-------- Material to process --------

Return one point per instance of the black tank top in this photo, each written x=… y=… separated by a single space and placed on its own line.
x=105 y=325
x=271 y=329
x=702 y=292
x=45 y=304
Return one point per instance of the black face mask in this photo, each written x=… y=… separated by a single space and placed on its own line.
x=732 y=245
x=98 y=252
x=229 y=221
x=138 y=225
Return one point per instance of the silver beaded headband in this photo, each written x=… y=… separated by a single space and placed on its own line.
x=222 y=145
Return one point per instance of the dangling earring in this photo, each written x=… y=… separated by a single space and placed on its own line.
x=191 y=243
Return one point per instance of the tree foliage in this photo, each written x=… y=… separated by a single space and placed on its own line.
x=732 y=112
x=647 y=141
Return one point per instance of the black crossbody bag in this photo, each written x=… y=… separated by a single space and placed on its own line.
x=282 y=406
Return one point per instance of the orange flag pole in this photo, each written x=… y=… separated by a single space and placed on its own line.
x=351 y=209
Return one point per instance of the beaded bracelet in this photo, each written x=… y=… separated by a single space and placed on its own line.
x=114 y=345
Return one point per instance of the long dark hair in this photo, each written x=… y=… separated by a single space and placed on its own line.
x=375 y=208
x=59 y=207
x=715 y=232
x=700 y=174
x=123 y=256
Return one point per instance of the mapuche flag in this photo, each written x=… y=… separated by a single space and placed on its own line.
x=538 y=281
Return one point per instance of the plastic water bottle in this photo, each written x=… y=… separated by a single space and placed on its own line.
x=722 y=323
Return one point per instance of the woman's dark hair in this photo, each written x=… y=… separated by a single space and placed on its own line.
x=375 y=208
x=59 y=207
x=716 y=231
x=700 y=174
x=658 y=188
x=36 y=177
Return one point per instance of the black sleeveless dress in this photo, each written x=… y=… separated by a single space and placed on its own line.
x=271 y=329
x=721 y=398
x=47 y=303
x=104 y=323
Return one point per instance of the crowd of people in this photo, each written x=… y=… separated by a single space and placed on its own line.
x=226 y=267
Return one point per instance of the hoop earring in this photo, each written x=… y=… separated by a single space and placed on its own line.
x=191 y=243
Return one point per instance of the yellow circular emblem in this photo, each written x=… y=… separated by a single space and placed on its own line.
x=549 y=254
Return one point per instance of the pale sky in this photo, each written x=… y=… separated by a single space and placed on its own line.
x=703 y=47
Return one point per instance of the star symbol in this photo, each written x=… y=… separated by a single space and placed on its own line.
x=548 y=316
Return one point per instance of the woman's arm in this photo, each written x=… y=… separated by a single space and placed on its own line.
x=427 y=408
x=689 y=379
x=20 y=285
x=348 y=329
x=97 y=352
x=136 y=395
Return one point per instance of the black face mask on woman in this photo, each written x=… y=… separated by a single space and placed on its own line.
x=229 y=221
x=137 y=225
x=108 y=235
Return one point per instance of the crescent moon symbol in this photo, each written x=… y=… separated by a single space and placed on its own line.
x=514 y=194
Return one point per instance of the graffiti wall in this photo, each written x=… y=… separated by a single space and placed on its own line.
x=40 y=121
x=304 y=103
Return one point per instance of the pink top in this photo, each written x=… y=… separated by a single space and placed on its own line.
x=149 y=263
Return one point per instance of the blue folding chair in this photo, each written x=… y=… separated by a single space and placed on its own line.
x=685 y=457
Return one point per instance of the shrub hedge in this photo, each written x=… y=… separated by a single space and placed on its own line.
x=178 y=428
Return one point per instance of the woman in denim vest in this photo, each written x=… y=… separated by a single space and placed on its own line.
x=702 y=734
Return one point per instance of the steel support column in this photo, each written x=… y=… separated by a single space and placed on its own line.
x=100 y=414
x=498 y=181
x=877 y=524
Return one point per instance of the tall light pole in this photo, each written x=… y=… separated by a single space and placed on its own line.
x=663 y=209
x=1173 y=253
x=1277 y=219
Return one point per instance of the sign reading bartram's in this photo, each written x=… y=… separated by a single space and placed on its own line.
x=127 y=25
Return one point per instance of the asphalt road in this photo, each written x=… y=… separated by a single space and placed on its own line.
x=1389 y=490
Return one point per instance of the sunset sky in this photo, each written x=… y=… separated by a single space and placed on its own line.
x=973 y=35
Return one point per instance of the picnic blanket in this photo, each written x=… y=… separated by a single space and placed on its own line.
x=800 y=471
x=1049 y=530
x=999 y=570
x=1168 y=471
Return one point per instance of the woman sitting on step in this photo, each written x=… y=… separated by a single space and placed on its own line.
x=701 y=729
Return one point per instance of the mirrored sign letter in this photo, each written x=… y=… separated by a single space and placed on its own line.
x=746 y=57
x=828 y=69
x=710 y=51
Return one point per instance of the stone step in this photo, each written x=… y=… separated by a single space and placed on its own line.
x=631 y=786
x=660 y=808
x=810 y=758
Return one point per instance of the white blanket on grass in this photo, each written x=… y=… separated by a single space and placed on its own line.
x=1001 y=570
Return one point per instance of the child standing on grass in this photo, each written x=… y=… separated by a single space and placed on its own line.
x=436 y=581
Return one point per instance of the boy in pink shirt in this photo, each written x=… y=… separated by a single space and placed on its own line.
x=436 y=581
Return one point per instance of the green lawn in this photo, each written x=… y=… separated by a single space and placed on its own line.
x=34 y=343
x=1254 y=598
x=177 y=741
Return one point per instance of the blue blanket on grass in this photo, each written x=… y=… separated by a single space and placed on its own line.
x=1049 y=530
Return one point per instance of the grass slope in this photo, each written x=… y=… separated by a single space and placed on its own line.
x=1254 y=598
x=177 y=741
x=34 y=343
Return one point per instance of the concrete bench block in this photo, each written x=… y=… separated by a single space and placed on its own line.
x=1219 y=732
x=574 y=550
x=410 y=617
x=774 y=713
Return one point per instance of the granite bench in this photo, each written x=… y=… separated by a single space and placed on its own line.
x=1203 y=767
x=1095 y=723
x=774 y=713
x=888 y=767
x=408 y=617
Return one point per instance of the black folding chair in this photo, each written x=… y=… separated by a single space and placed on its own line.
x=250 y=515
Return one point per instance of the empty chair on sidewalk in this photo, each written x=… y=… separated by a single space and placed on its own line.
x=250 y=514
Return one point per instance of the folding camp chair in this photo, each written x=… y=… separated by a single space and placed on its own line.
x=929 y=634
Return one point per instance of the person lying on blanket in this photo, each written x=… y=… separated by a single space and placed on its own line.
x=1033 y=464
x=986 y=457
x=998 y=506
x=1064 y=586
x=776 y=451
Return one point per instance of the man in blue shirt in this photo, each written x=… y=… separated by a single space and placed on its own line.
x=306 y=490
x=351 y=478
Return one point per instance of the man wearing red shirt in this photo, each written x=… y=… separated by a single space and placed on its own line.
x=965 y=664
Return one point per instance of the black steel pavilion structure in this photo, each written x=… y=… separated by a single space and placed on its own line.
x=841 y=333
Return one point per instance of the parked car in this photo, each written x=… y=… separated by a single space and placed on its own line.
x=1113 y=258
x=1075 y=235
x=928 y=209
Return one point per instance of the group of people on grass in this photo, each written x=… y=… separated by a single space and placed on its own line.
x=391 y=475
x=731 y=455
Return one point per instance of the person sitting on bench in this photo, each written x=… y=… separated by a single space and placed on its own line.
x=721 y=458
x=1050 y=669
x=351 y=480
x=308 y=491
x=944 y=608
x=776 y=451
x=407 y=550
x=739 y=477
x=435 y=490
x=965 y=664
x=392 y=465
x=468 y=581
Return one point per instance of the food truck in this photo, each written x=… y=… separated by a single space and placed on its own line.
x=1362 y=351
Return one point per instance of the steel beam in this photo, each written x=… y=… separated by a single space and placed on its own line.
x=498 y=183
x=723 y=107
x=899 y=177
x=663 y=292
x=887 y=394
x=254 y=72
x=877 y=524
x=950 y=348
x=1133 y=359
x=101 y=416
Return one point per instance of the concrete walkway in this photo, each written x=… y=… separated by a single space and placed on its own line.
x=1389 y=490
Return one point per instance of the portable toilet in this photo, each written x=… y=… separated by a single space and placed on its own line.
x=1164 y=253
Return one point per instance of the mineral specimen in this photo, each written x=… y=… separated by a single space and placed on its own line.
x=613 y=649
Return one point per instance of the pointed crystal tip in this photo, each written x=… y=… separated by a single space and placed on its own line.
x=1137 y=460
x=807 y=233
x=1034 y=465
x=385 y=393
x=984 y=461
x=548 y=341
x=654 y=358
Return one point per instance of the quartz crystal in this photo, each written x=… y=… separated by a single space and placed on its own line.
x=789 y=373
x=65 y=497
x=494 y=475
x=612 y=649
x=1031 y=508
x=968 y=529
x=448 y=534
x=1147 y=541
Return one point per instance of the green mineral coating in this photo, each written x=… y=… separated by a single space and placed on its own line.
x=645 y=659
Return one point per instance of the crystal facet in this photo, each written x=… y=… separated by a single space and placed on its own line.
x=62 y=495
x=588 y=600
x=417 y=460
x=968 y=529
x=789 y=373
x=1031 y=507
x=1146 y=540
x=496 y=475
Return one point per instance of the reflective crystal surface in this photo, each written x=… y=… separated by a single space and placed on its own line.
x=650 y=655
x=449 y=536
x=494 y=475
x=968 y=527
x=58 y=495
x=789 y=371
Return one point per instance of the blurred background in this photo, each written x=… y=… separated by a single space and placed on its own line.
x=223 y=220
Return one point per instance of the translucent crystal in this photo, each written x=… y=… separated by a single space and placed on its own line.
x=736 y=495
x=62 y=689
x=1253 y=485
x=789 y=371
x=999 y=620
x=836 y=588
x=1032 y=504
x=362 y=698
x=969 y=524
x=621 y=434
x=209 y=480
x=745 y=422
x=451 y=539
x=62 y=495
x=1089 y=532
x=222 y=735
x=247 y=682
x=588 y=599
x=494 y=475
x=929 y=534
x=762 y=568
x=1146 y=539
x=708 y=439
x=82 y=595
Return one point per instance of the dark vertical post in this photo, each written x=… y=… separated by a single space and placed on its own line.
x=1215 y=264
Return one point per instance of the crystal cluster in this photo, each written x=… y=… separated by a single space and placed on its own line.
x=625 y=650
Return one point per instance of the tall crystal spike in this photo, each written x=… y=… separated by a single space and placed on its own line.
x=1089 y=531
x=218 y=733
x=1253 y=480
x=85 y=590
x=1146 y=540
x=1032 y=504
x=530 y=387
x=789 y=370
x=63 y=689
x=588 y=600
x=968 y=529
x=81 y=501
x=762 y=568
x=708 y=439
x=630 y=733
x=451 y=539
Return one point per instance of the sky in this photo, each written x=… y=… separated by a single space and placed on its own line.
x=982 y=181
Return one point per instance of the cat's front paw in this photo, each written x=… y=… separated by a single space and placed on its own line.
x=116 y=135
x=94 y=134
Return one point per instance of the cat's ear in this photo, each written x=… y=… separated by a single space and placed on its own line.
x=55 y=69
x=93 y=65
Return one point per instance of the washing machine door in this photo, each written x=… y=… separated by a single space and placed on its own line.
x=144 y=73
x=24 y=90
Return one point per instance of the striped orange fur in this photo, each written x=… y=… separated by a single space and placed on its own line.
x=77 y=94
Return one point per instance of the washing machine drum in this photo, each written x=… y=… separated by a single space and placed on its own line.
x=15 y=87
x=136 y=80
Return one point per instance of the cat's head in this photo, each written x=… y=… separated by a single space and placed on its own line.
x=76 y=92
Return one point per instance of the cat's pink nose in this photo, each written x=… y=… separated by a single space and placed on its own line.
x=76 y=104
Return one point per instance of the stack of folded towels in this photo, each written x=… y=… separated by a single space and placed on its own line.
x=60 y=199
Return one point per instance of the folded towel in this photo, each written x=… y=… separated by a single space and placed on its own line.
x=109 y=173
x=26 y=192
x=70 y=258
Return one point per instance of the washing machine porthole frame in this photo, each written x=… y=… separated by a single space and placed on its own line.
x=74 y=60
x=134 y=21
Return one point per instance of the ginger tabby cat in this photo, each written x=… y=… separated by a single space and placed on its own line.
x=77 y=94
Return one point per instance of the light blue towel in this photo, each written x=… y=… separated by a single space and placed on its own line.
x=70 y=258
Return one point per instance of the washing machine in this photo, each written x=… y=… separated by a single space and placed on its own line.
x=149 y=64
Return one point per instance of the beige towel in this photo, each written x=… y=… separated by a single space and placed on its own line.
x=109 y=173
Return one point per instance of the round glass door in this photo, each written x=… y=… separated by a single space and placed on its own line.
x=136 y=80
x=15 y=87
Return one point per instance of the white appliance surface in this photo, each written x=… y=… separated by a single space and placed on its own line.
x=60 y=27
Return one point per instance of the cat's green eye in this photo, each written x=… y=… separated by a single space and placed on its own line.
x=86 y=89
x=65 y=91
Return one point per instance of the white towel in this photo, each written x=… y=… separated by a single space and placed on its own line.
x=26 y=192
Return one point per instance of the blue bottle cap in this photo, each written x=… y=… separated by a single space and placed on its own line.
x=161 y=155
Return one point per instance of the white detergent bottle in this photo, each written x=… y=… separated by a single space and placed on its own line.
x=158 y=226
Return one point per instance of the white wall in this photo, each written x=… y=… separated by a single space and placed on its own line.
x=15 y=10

--------

• Task objective
Each line from the one containing "Return one point per instance of the white wall" down to the last line of the material above is to be transcribed exactly, with nothing else included.

• Exercise solution
Return one point per instance of the white wall in this photo, each written x=… y=… separated by a single space and placed on its own line.
x=15 y=10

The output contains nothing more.